(Collection entries)
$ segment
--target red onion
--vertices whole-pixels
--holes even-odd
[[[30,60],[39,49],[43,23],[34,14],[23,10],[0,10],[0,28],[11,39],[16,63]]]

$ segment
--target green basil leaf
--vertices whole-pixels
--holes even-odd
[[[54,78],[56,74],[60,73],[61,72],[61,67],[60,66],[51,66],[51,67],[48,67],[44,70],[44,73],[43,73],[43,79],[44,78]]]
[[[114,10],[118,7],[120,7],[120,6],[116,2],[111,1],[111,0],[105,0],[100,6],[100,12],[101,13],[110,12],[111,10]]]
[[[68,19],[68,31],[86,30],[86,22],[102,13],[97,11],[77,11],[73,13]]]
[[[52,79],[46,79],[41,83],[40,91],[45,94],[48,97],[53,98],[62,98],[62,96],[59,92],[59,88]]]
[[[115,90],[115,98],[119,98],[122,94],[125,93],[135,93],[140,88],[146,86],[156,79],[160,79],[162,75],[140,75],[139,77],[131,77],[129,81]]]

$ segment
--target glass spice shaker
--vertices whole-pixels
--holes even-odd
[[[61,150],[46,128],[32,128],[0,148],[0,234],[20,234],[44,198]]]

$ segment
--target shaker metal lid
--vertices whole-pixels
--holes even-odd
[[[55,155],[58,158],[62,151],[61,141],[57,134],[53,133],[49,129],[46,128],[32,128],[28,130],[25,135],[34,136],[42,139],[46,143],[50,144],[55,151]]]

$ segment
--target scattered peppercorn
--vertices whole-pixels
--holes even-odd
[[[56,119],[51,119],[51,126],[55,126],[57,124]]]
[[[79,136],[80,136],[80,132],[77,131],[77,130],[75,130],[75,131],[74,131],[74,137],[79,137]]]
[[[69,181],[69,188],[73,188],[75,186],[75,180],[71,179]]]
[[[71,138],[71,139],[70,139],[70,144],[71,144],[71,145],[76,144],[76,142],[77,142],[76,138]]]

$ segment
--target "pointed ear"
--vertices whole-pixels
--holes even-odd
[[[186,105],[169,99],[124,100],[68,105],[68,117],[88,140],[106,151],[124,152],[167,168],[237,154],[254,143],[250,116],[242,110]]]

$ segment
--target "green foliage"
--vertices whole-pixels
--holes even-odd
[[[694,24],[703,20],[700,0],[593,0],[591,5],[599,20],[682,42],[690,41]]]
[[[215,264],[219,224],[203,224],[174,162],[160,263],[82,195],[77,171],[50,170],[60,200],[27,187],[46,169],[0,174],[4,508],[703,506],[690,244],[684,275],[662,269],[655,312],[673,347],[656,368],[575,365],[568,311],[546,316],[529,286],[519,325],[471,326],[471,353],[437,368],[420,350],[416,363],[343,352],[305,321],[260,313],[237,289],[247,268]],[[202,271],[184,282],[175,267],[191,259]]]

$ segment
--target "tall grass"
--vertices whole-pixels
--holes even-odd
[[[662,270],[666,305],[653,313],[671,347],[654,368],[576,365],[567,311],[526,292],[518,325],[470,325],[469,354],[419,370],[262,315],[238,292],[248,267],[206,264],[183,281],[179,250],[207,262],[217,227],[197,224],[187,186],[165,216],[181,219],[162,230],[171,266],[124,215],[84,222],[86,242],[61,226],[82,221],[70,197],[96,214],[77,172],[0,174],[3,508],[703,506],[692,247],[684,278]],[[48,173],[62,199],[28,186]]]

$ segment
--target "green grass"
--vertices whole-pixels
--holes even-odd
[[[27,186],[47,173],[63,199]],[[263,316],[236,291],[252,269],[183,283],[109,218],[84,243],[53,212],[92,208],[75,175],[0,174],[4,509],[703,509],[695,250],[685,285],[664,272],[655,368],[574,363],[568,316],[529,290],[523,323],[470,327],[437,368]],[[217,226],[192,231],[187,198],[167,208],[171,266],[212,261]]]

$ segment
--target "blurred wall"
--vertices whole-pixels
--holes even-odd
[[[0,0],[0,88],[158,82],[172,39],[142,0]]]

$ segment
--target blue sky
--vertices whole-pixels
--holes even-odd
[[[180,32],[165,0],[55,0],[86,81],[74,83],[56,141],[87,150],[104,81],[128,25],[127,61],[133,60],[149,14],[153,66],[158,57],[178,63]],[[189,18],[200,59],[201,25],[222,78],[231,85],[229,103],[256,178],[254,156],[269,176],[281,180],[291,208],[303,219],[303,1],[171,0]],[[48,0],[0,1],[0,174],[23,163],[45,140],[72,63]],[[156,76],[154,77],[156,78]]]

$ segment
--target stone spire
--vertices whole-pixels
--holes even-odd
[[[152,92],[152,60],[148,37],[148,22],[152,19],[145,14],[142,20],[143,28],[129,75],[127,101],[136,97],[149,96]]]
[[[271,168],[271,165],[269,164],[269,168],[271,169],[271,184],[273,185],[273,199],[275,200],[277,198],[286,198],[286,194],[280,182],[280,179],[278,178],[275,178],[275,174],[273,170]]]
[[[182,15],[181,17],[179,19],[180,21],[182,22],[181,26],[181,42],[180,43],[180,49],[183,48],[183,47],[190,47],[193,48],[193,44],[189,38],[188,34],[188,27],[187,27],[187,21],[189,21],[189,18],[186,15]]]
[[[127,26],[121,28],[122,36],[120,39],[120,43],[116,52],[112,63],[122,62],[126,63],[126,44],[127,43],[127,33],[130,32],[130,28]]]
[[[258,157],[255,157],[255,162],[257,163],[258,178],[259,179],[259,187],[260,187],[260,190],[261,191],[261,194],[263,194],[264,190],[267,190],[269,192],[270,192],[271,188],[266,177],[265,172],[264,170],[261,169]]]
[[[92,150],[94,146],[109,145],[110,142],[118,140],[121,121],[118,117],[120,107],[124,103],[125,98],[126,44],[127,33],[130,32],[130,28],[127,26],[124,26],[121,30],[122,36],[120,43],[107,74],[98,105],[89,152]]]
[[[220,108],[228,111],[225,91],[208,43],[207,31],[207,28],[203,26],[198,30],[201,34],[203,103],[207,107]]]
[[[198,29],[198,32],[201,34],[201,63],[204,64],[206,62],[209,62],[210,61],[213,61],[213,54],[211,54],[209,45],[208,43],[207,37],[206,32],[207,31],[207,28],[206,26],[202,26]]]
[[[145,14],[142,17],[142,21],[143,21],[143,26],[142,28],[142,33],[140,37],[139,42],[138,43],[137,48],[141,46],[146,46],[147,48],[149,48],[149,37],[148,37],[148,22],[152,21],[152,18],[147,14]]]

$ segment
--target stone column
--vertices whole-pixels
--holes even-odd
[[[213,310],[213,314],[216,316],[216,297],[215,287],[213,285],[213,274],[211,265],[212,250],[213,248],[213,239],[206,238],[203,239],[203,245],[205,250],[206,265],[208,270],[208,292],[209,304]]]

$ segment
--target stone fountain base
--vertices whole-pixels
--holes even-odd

### [Exercise]
From the records above, extract each line exactly as shown.

### [Response to the exercise]
$ segment
--target red onion
--vertices whole-pixels
--holes even-odd
[[[30,60],[39,49],[43,23],[34,14],[23,10],[0,10],[0,28],[11,39],[16,63]]]

$ segment
--target green basil leaf
--vertices whole-pixels
--holes even-odd
[[[54,78],[56,74],[60,73],[61,72],[61,67],[60,66],[51,66],[51,67],[48,67],[44,70],[44,73],[43,73],[43,79],[44,78]]]
[[[114,10],[118,7],[120,7],[120,6],[116,2],[111,1],[111,0],[105,0],[100,6],[100,12],[101,13],[110,12],[111,10]]]
[[[68,19],[68,31],[86,30],[86,22],[102,13],[97,11],[77,11],[73,13]]]
[[[52,79],[46,79],[41,83],[40,91],[45,94],[48,97],[53,98],[62,98],[62,96],[59,92],[59,88]]]
[[[115,90],[115,98],[119,98],[122,94],[125,93],[135,93],[140,88],[146,86],[156,79],[160,79],[162,75],[140,75],[139,77],[131,77],[129,81]]]

$ segment
--target glass spice shaker
--vertices whole-pixels
--holes even-odd
[[[61,150],[46,128],[32,128],[0,148],[0,234],[20,234],[44,198]]]

$ segment
--target shaker metal lid
--vertices whole-pixels
--holes even-odd
[[[55,155],[58,158],[62,151],[61,141],[57,134],[53,133],[49,129],[46,128],[32,128],[28,130],[25,135],[34,136],[42,139],[46,143],[50,144],[55,151]]]

$ segment
--target scattered peppercorn
--vertices whole-pixels
--holes even-odd
[[[56,119],[51,119],[51,126],[55,126],[57,124]]]
[[[79,136],[80,136],[80,132],[77,131],[77,130],[75,130],[75,131],[74,131],[74,137],[79,137]]]
[[[69,181],[69,188],[73,188],[75,186],[75,180],[71,179]]]
[[[71,138],[71,139],[70,139],[70,144],[71,144],[71,145],[76,144],[76,142],[77,142],[76,138]]]

$ segment
--target "pointed ear"
--vertices whole-pixels
--holes even-odd
[[[186,105],[169,99],[124,100],[68,105],[68,117],[88,140],[106,151],[124,152],[167,168],[237,154],[254,143],[250,116],[242,110]]]

$ segment
--target "green foliage"
--vertices whole-pixels
--holes even-odd
[[[694,24],[703,20],[700,0],[593,0],[591,5],[599,20],[682,42],[690,41]]]
[[[215,264],[219,224],[203,224],[174,162],[160,263],[82,195],[77,171],[50,170],[60,200],[27,187],[46,169],[0,174],[4,508],[703,506],[690,244],[684,275],[662,269],[655,312],[673,347],[656,368],[575,365],[568,311],[546,316],[529,286],[519,325],[471,326],[471,353],[437,368],[420,350],[416,363],[343,352],[305,321],[260,313],[237,289],[247,268]],[[202,271],[184,282],[175,267],[191,259]]]

$ segment
--target "tall grass"
--vertices whole-pixels
--holes even-odd
[[[662,270],[666,305],[653,313],[671,347],[654,368],[576,365],[567,311],[526,292],[518,325],[470,325],[469,354],[419,370],[262,315],[238,292],[248,267],[206,264],[183,281],[179,250],[207,262],[217,227],[197,224],[187,186],[165,216],[181,219],[162,230],[171,266],[124,215],[84,222],[86,242],[61,226],[82,221],[70,197],[96,214],[77,172],[0,174],[3,508],[703,506],[692,247],[684,278]],[[48,173],[62,199],[28,186]]]

$ segment
--target "green grass"
--vertices whole-pixels
--holes even-odd
[[[27,186],[47,173],[63,199]],[[263,316],[236,291],[252,269],[183,283],[109,218],[84,243],[53,212],[92,208],[75,175],[0,174],[4,509],[703,509],[695,250],[685,285],[664,272],[655,368],[574,363],[568,316],[529,290],[523,323],[470,327],[437,368]],[[217,226],[192,231],[187,198],[167,208],[171,266],[212,261]]]

$ segment
--target "blurred wall"
--vertices whole-pixels
--holes even-odd
[[[0,0],[0,88],[158,82],[172,39],[142,0]]]

$ segment
--target blue sky
--vertices whole-pixels
--holes even-odd
[[[180,32],[165,0],[55,0],[86,81],[74,83],[56,141],[87,150],[104,81],[128,25],[127,61],[133,60],[149,14],[153,66],[158,57],[178,63]],[[189,18],[200,59],[201,25],[222,78],[231,85],[229,103],[256,178],[254,156],[269,176],[281,180],[291,208],[303,219],[303,1],[171,0]],[[48,0],[0,1],[0,174],[23,163],[45,140],[72,63]],[[156,76],[154,77],[156,78]]]

$ segment
--target stone spire
--vertices whole-pixels
--holes even-odd
[[[152,92],[152,60],[148,37],[148,22],[152,19],[145,14],[142,20],[143,28],[129,75],[127,101],[136,97],[149,96]]]
[[[271,168],[271,165],[269,164],[269,168],[271,169],[271,184],[273,185],[273,199],[275,200],[277,198],[286,198],[286,194],[280,182],[280,179],[278,178],[275,178],[275,174],[273,170]]]
[[[182,15],[181,17],[179,19],[180,21],[182,22],[181,26],[181,42],[180,43],[180,49],[183,48],[183,47],[190,47],[193,48],[193,44],[189,38],[188,34],[188,27],[187,27],[187,21],[189,21],[189,18],[186,15]]]
[[[127,26],[121,28],[122,36],[120,39],[120,43],[116,52],[112,63],[122,62],[126,63],[126,44],[127,43],[127,33],[130,32],[130,28]]]
[[[258,157],[255,157],[255,162],[257,163],[258,178],[259,179],[259,187],[260,187],[260,190],[261,191],[261,194],[263,194],[264,190],[267,190],[269,192],[270,192],[271,188],[266,177],[265,172],[264,170],[261,169]]]
[[[92,150],[94,146],[109,145],[110,142],[118,140],[121,121],[118,117],[120,107],[124,103],[125,98],[126,44],[127,33],[130,32],[130,28],[127,26],[124,26],[121,30],[122,36],[120,43],[107,74],[98,105],[89,152]]]
[[[220,108],[228,111],[225,91],[208,43],[207,31],[207,28],[203,26],[198,30],[201,34],[203,103],[207,107]]]
[[[198,29],[198,32],[201,34],[201,63],[204,64],[206,62],[209,62],[210,61],[213,61],[213,54],[211,54],[209,45],[208,43],[207,37],[206,32],[207,31],[207,28],[206,26],[202,26]]]
[[[145,14],[142,17],[142,21],[143,21],[143,26],[142,28],[142,33],[140,37],[139,42],[138,43],[137,48],[141,46],[146,46],[147,48],[149,48],[149,37],[148,37],[148,22],[152,21],[152,18],[147,14]]]

$ segment
--target stone column
--vertices whole-pixels
--holes even-odd
[[[213,310],[213,314],[216,316],[216,297],[215,287],[213,285],[213,274],[211,265],[212,250],[213,248],[213,239],[206,238],[203,239],[203,245],[205,250],[206,265],[208,270],[208,292],[209,304]]]

$ segment
--target stone fountain base
--vertices whole-pixels
--holes even-odd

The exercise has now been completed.